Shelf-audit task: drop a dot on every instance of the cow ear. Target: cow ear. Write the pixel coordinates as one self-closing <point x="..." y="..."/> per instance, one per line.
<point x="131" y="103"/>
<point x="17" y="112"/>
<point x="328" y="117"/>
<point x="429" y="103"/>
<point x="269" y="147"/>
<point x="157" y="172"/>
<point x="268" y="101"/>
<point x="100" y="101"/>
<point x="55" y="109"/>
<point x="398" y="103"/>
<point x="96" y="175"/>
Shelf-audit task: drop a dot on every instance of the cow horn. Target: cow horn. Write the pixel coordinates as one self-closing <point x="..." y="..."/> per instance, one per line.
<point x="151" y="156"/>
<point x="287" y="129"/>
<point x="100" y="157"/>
■ ■ ■ ■
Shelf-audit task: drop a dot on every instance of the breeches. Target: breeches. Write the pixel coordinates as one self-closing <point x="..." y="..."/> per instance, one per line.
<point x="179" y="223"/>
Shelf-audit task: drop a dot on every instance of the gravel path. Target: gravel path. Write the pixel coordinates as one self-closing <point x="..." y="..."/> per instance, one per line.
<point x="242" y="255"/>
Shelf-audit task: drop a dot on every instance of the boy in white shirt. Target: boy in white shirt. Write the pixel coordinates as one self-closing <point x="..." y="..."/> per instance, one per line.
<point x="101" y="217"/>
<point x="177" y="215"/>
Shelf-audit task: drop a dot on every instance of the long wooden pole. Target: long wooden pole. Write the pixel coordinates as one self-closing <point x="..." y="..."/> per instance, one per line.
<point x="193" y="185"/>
■ ■ ■ ■
EXERCISE DETAILS:
Locate every line in the records that contains the string "pole", and copy each such line. The match is case-sensitive.

RESULT FOR THIS EXERCISE:
Shelf-audit task: drop a dot on every instance of the long wooden pole. Target: long wooden pole. Write the pixel coordinates as one self-closing <point x="..." y="..."/> per instance, one per line.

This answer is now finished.